* Written task: Give the listing below again in full, exactly as written.

* Items:

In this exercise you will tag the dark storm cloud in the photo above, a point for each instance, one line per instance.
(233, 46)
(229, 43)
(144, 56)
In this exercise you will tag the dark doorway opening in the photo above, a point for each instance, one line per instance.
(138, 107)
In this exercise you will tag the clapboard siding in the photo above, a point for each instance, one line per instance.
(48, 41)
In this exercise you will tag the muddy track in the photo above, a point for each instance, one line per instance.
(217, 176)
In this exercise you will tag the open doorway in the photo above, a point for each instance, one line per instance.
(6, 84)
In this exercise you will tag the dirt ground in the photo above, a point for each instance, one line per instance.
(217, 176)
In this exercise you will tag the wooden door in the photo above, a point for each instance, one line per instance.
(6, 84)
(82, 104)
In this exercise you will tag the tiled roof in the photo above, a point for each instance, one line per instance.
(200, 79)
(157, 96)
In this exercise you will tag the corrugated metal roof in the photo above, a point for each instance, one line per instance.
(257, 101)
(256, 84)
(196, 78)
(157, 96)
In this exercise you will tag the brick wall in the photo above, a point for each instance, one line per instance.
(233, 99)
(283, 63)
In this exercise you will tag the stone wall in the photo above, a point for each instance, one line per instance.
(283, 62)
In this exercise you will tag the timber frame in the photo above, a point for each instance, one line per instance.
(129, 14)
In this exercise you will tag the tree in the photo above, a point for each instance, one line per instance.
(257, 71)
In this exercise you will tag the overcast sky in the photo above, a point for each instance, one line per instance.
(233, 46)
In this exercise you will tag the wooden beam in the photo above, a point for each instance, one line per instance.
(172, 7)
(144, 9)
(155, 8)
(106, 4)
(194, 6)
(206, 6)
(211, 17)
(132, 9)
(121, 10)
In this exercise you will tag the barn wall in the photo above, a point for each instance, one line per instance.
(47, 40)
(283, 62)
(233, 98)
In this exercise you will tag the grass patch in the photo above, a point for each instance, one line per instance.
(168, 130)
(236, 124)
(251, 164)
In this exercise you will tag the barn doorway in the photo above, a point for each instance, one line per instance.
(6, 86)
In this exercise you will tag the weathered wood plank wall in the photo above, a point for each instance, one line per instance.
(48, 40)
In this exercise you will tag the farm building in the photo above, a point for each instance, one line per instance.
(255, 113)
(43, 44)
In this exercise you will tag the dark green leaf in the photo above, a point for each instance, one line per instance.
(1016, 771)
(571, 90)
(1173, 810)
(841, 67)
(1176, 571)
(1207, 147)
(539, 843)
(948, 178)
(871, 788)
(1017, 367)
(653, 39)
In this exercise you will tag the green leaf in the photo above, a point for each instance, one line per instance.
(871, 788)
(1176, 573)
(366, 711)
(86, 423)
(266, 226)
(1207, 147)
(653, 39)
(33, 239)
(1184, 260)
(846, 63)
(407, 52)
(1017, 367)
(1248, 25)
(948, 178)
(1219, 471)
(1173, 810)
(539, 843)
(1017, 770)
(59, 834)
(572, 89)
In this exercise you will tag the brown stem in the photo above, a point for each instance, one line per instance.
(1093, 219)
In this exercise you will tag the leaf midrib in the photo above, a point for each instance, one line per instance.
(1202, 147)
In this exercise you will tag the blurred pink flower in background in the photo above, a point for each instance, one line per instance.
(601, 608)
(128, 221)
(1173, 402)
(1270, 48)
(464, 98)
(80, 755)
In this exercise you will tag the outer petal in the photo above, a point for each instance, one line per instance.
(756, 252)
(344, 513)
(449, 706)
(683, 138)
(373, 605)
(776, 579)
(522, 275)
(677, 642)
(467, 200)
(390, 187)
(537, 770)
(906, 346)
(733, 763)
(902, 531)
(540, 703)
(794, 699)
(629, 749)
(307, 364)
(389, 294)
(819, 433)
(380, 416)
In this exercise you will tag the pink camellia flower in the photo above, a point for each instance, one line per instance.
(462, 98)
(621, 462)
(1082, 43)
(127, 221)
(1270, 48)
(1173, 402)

* Expected answer:
In this exercise you will tag the dark storm cloud in the photo above, a point for each instance, one line per instance.
(233, 46)
(229, 43)
(144, 56)
In this exercise you will tag the dark doorway opening in the photo above, a point for each instance, one line per instance.
(138, 107)
In this exercise you will tag the clapboard siding in the photo above, a point for each instance, one line per instance.
(48, 41)
In this exercise you will tag the muddy track in the photo above, a point for each instance, one line per instance.
(217, 176)
In this exercise you will tag the open doorway in the photo above, a point for each instance, one line per instance.
(6, 84)
In this exercise you will tag the dirt ground in the photo above, a point for each instance, one line per instance.
(217, 176)
In this exercise you will tag the wooden door in the photo above, a point for each instance, one line per instance.
(6, 84)
(82, 104)
In this exercise you will tag the tiled roof in the photo above, a point for each instance, one line per instance.
(200, 79)
(157, 96)
In this exercise you will tag the corrugated metal roof in the photo above, a point for each instance, one line per instance.
(257, 101)
(256, 84)
(196, 78)
(157, 96)
In this exercise you will tag the brick wall in the photo above, a point for each instance, one line per instance.
(233, 99)
(283, 63)
In this exercise you will tag the stone wall in the photo above, a point for each instance, one line per instance.
(283, 62)
In this exercise you will tag the timber frame in the photo above, a point for each instance, one line per instance.
(129, 14)
In this exercise you will tag the tree in the photo above, a point for each instance, one line per instance.
(257, 71)
In this exercise you will tag the overcast sky in the photo above, a point for each instance, one line per instance.
(233, 46)
In this exercise you will tag the wooden beam in the photo above, a point for each instance, one line per instance.
(172, 7)
(144, 9)
(155, 8)
(106, 4)
(194, 6)
(206, 6)
(211, 17)
(132, 9)
(121, 10)
In this exercise you will tag the barn wall in the photo above, a point for each instance, one line per instance.
(47, 40)
(283, 62)
(233, 98)
In this exercise you will tag the grass patch in the photo above, a point for each instance, one line per instance.
(168, 130)
(236, 124)
(251, 164)
In this exercise you will tag the barn doorway in the photo above, a point for each instance, one line per instance.
(6, 86)
In this exercise you will tag the weathered wood plank wall in the photo above, a point for each instance, one line per instance.
(48, 40)
In this exercise you will tag the farm building in the photo above, a point for each instance, one line per instance.
(255, 113)
(43, 44)
In this exercise you will tag the dark green leaf in the photo above, a point for each instance, one line per instance.
(1016, 771)
(571, 90)
(1173, 810)
(841, 67)
(1176, 571)
(1207, 147)
(539, 843)
(948, 178)
(871, 788)
(1017, 367)
(653, 39)
In this exercise you will tag the green leaf in the photo above, a point for each instance, one line per instance.
(871, 788)
(1176, 573)
(366, 711)
(86, 423)
(266, 226)
(1207, 147)
(653, 39)
(33, 239)
(1184, 260)
(846, 63)
(407, 52)
(1017, 367)
(1248, 25)
(948, 178)
(1219, 471)
(1173, 810)
(539, 843)
(1017, 770)
(59, 834)
(572, 89)
In this exercise you will tag the brown stem in the photo above, a point for each instance, one line per instance.
(1093, 219)
In this exercise you will tag the leaf midrib in the photo above, a point for each instance, one line per instance.
(1202, 147)
In this exercise you will tag the blurred pink flower in background in the photo above, a point for each instance, one line per instance.
(601, 608)
(128, 221)
(1173, 402)
(1270, 48)
(464, 98)
(80, 755)
In this exercise you will tag the outer petal in the photo above, a point for each instance, one line per instance.
(756, 252)
(344, 513)
(449, 706)
(683, 138)
(373, 605)
(776, 579)
(522, 275)
(677, 642)
(467, 200)
(390, 187)
(537, 770)
(906, 346)
(733, 763)
(902, 531)
(540, 703)
(794, 699)
(629, 749)
(307, 364)
(389, 294)
(819, 433)
(380, 416)
In this exercise you will tag the pink camellia flower in the photo above, a point for each instance, one line per instance.
(462, 98)
(621, 462)
(1082, 43)
(127, 221)
(1270, 48)
(1173, 402)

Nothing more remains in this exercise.